▸ TEXT SECTION:
--*--

Welcome to read homilies for the Sundays of
the year. These are sample homilies which you can read with devotion. You may
use them in your own homilies without asking my permission. You may also change
or edit these to fit them to your audience. A unique quality of these homilies
is that they are Christ-filled. From beginning to end they present to us some
aspect of Jesus so that beholding his glory we “are being transformed from
glory to glory into his very image” (2 Corinthians 3:18 NAB).
Doubters Are Not Punished
We
all have come across persons who are doubters, people who doubt whether such
and such can be true or can be done. Our own parents were once doubters. They
doubted as they looked at us taking our first steps. They doubted whether we
could walk without falling down for several feet.
We
ourselves are doubters. We doubted whether we could pass our quizzes, our
exams, the assignments given us by our teachers. Some of us doubted whether we
would ever graduate given the obstacles that lay across our path before
graduation.
We
doubted whether our girlfriend or boyfriend would accept us. We doubted whether
we would marry the person we loved. Some of us doubted whether we would have
children after a childless marriage of some months or years.
There
were also famous doubters. One of these turned the whole world of philosophy
upside down. What was plain to most of us, namely that we exist, he doubted. He
even doubted that he existed. After some days of doubting whether he existed,
he concluded: I doubt, therefore I exist. Later he refined this to the famous
sentence, cogito, ergo sum, meaning, I think, therefore I am. His name is Rene
Descartes and his name is known by every engineer through the Cartesian
coordinates, the horizontal and vertical lines in a graph.

--*--

▸ GIVEN ENTRIES:
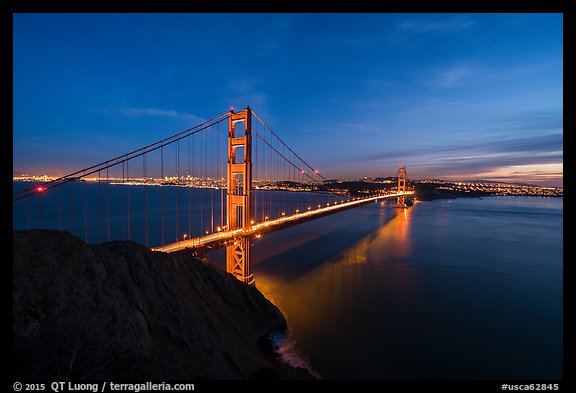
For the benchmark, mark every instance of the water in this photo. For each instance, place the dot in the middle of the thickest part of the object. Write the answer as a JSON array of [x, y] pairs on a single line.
[[97, 212], [449, 289]]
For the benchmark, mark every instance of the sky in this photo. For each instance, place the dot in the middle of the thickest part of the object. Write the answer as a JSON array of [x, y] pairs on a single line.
[[451, 96]]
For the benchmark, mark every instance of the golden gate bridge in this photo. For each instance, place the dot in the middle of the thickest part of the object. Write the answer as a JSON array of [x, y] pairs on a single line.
[[235, 165]]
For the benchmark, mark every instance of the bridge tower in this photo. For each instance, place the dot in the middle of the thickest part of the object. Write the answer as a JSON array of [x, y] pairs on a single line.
[[239, 194], [401, 186]]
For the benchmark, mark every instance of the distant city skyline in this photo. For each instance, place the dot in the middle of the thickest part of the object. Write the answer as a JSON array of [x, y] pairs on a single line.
[[451, 96]]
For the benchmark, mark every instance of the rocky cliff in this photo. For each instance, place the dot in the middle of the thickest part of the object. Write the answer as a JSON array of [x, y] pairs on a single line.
[[120, 311]]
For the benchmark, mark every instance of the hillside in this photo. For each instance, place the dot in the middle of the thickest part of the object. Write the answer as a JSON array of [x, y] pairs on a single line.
[[120, 311]]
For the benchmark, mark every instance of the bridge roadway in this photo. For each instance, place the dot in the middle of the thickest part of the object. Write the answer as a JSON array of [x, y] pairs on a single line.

--*--

▸ TO DO: Type out the stretch of the homily on doubters from "Doubters Are Not" through "for several feet.", keeping every word and mark the same. The rows are separate and have nothing to do with the homily.

▸ COMPLETE OUTPUT:
Doubters Are Not Punished
We
all have come across persons who are doubters, people who doubt whether such
and such can be true or can be done. Our own parents were once doubters. They
doubted as they looked at us taking our first steps. They doubted whether we
could walk without falling down for several feet.